=== Consigne 1 ===
Renvoyez toutes les lignes des enregistrements contenant le mot « ceiling », en tenant compte de la casse.

=== Extrait source ===
┄┄┄┄┄┄
CA Lyon, premier président, 28 août 2024, n° 24/00164

LYON

Ordonnance

Autre

PARTIES

Demandeur :

Aux Saveurs du Midi (SARL)

Défendeur :

La Procureure Générale, Metro France (SAS), Mj Alpes (SELARL)

COMPOSITION DE LA JURIDICTION

Président :

M. Bardoux

Avocats :

Me Allard, Me Bouvier, Me Ferranda, Me [J] [L], Me [J] [E]

CA Lyon n° 24/00164

27 août 2024

EXPOSE DU LITIGE

Par assignation du 14 mai 2024, la S.A.S. Métro France (Métro) a saisi le tribunal de commerce de Lyon aux fins d'ouverture d'une procédure de liquidation judiciaire à l'encontre de la S.A.R.L. Aux saveurs du midi (Saveurs), lequel par jugement réputé contradictoire du 9 juillet 2024 a prononcé la liquidation judiciaire de cette société et nommé la SELARL MJ Alpes en qualité de liquidateur judiciaire.

La société Saveurs a interjeté appel de cette décision le 22 juillet 2024.
┄┄┄┄┄┄
=== Entrées d'un jeu de données de pointage ===
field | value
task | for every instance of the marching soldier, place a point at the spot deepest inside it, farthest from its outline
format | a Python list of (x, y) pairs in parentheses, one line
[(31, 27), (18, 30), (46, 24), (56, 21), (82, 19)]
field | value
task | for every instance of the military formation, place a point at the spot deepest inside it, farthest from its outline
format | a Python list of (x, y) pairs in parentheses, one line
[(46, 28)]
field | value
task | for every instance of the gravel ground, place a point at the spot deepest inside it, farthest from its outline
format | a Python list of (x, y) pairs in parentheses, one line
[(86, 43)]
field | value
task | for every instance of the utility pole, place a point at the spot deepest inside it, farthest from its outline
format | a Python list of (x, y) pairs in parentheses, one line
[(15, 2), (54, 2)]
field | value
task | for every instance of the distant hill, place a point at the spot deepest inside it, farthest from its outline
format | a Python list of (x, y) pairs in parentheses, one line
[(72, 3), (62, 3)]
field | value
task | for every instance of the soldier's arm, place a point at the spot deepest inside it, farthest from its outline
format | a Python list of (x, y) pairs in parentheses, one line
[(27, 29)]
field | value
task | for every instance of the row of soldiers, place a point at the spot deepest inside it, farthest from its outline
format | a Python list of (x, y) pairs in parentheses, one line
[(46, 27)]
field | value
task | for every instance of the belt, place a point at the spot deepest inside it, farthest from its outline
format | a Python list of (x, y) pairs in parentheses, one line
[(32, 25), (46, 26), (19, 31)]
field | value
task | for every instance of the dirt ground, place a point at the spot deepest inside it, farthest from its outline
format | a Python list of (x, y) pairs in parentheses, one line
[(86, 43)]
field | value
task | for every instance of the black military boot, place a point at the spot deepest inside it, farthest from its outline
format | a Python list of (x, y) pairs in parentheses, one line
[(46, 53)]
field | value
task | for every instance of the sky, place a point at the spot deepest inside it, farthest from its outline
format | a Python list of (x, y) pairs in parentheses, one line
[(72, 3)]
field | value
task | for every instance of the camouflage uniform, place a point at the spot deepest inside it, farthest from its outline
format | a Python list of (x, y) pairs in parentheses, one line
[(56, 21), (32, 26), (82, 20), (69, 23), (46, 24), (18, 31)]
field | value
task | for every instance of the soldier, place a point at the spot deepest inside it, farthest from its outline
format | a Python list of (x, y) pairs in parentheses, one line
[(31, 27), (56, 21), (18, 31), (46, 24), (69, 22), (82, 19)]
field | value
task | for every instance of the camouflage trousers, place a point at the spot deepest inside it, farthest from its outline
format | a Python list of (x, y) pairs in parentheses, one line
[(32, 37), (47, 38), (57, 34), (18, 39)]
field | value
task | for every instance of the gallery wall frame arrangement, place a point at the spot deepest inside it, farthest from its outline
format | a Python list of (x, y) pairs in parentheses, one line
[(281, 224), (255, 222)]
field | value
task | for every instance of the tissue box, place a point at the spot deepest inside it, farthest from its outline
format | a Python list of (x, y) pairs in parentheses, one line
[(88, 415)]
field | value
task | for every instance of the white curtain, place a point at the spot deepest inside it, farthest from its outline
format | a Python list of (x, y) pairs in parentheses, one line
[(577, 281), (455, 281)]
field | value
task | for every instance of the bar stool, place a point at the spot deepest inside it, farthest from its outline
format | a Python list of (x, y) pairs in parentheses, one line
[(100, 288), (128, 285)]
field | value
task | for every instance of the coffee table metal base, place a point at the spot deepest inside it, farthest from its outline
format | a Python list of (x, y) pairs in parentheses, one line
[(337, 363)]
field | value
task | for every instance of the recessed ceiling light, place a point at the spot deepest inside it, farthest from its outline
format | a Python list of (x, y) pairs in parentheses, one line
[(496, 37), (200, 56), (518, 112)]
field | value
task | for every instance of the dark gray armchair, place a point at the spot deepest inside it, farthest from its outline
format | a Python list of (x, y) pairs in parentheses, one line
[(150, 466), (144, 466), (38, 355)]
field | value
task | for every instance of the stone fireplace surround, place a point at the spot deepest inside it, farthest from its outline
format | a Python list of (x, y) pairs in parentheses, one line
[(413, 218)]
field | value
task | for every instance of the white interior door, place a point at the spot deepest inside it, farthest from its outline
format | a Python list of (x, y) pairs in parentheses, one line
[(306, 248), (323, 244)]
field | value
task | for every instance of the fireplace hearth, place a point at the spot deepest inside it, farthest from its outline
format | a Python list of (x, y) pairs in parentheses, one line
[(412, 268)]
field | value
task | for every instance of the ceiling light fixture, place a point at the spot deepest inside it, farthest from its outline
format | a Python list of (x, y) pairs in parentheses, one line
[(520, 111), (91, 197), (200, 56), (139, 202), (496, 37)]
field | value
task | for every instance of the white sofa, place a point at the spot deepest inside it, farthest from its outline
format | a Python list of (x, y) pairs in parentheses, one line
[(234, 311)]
┄┄┄┄┄┄
=== Consigne 2 ===
Dans quel but la société Métro France a-t-elle saisi le tribunal de commerce de Lyon, d'après l'extrait ?

=== Réponse complète 1 ===
task | for every instance of the recessed ceiling light, place a point at the spot deepest inside it, farthest from its outline
task | for every instance of the ceiling light fixture, place a point at the spot deepest inside it, farthest from its outline

=== Réponse complète 2 ===
Métro France a saisi le tribunal de commerce de Lyon par assignation du 14 mai 2024 pour obtenir l'ouverture d'une procédure de liquidation judiciaire à l'encontre de la S.A.R.L. Aux saveurs du midi.